(Items listed in a dataset)
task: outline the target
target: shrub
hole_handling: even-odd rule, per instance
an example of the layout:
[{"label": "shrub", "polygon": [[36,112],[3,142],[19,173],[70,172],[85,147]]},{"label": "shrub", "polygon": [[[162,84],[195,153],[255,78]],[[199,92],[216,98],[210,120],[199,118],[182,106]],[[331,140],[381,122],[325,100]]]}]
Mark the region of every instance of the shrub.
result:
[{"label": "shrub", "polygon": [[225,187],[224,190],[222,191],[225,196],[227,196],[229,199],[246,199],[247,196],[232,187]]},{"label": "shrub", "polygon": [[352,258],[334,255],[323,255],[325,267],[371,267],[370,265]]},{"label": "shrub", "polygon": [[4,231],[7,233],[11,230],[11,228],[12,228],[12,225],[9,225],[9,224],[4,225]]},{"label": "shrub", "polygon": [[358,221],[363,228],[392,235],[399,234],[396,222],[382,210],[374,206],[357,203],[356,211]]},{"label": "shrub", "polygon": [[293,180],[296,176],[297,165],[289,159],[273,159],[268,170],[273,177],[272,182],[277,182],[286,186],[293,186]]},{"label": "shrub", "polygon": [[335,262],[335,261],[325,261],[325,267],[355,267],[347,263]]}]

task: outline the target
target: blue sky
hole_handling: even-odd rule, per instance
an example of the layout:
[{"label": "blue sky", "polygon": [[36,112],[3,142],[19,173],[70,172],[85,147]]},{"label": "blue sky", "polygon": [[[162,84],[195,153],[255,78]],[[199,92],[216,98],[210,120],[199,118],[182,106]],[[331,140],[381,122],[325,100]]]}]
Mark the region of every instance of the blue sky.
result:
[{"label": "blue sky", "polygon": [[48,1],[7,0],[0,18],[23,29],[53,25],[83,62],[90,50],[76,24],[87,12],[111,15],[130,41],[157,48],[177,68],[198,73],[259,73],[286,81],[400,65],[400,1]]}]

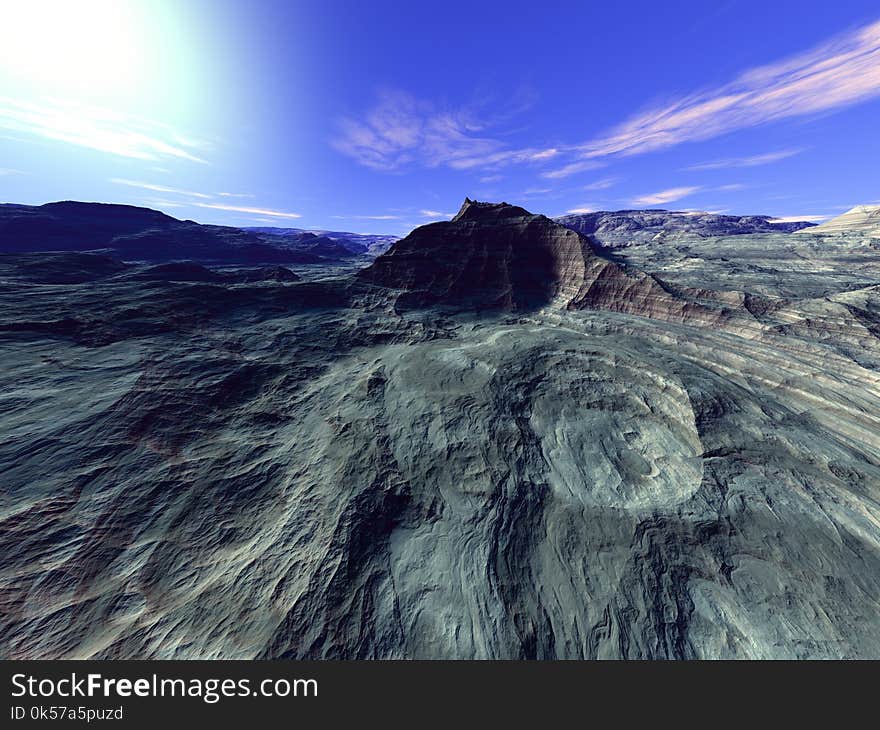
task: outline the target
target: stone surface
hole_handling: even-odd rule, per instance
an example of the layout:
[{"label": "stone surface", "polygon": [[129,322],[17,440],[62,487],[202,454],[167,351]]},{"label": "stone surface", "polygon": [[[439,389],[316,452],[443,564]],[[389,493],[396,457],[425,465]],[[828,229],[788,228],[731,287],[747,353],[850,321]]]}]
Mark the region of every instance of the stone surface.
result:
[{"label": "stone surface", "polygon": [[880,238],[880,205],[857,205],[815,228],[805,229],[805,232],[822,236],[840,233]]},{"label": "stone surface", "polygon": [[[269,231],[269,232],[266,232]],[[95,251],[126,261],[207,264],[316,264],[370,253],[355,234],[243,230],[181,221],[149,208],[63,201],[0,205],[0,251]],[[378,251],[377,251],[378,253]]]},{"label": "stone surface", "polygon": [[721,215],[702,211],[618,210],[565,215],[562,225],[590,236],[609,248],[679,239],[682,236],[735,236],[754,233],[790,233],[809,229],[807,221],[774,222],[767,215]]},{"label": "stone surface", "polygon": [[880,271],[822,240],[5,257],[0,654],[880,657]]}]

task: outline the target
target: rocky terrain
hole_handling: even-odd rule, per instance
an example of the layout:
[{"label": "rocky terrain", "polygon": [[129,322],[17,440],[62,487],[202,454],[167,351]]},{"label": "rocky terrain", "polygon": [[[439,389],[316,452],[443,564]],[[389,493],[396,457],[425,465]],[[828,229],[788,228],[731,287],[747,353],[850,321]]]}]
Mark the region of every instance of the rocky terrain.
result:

• INSTRUCTIONS TO FOLLOW
For the records above, give every line again exactly and skip the pictures.

• RESPONSE FOR THIS EXERCISE
task: outline the target
target: shrub
hole_handling: even-odd rule, per instance
an example of the layout:
[{"label": "shrub", "polygon": [[36,112],[3,142],[19,173],[70,172],[85,147]]},{"label": "shrub", "polygon": [[[162,84],[195,153],[255,78]],[[199,92],[216,98],[210,120],[199,118],[182,106]],[[331,140],[381,122],[325,100]]]}]
Mark the region of every instance of the shrub.
result:
[{"label": "shrub", "polygon": [[225,187],[224,190],[222,191],[225,196],[227,196],[229,199],[246,199],[247,196],[232,187]]},{"label": "shrub", "polygon": [[352,258],[334,255],[323,255],[325,267],[371,267],[370,265]]},{"label": "shrub", "polygon": [[4,231],[7,233],[11,230],[11,228],[12,228],[12,225],[9,225],[9,224],[4,225]]},{"label": "shrub", "polygon": [[358,221],[363,228],[392,235],[399,234],[396,222],[382,210],[374,206],[357,203],[356,211]]},{"label": "shrub", "polygon": [[293,180],[296,176],[297,165],[289,159],[273,159],[268,170],[273,177],[272,182],[277,182],[286,186],[293,186]]},{"label": "shrub", "polygon": [[335,262],[335,261],[325,261],[325,267],[355,267],[347,263]]}]

task: outline the target
target: blue sky
hole_handling: even-odd rule, per instance
an example of the layout:
[{"label": "blue sky", "polygon": [[36,112],[3,142],[19,173],[70,172],[85,147]]},{"label": "blue sky", "polygon": [[[162,84],[195,153],[255,78]],[[199,92],[216,98],[210,120],[199,118],[182,106]],[[331,140],[381,122],[325,100]]]}]
Mark the region of every instance of the blue sky.
result:
[{"label": "blue sky", "polygon": [[48,1],[7,0],[0,18],[23,29],[53,25],[83,62],[90,50],[76,24],[87,12],[111,15],[130,41],[157,48],[177,68],[198,73],[259,73],[286,81],[400,65],[400,1]]}]

task: outline the target
target: stone surface
hole_handling: even-odd rule, per instance
an example of the layout:
[{"label": "stone surface", "polygon": [[129,322],[17,440],[62,487],[202,454],[167,351]]},{"label": "stone surface", "polygon": [[[439,389],[316,452],[443,564]],[[389,493],[396,457],[425,465]],[[828,229],[788,228],[731,287],[747,353],[850,321]]]}]
Mark the region of every instance of the stone surface.
result:
[{"label": "stone surface", "polygon": [[880,238],[880,205],[857,205],[815,228],[805,229],[805,232],[822,236],[840,233]]},{"label": "stone surface", "polygon": [[[269,231],[269,232],[266,232]],[[95,251],[126,261],[207,264],[316,264],[370,253],[355,234],[243,230],[181,221],[149,208],[63,201],[0,205],[0,251]],[[378,251],[377,251],[378,253]]]},{"label": "stone surface", "polygon": [[721,215],[702,211],[618,210],[565,215],[562,225],[590,236],[609,248],[679,239],[682,236],[735,236],[754,233],[790,233],[809,229],[807,221],[774,222],[767,215]]},{"label": "stone surface", "polygon": [[880,271],[822,240],[5,257],[0,654],[880,657]]}]

task: outline the target
target: rocky terrain
hole_handling: even-odd rule, per instance
an example of the layout:
[{"label": "rocky terrain", "polygon": [[129,322],[17,440],[62,487],[202,454],[167,351]]},{"label": "rocky terrain", "polygon": [[[439,389],[316,452],[443,564]],[[389,493],[396,457],[425,465]],[[828,229],[788,228],[731,287],[747,353],[850,321]]]}]
Mark the region of every instance of the rocky terrain.
result:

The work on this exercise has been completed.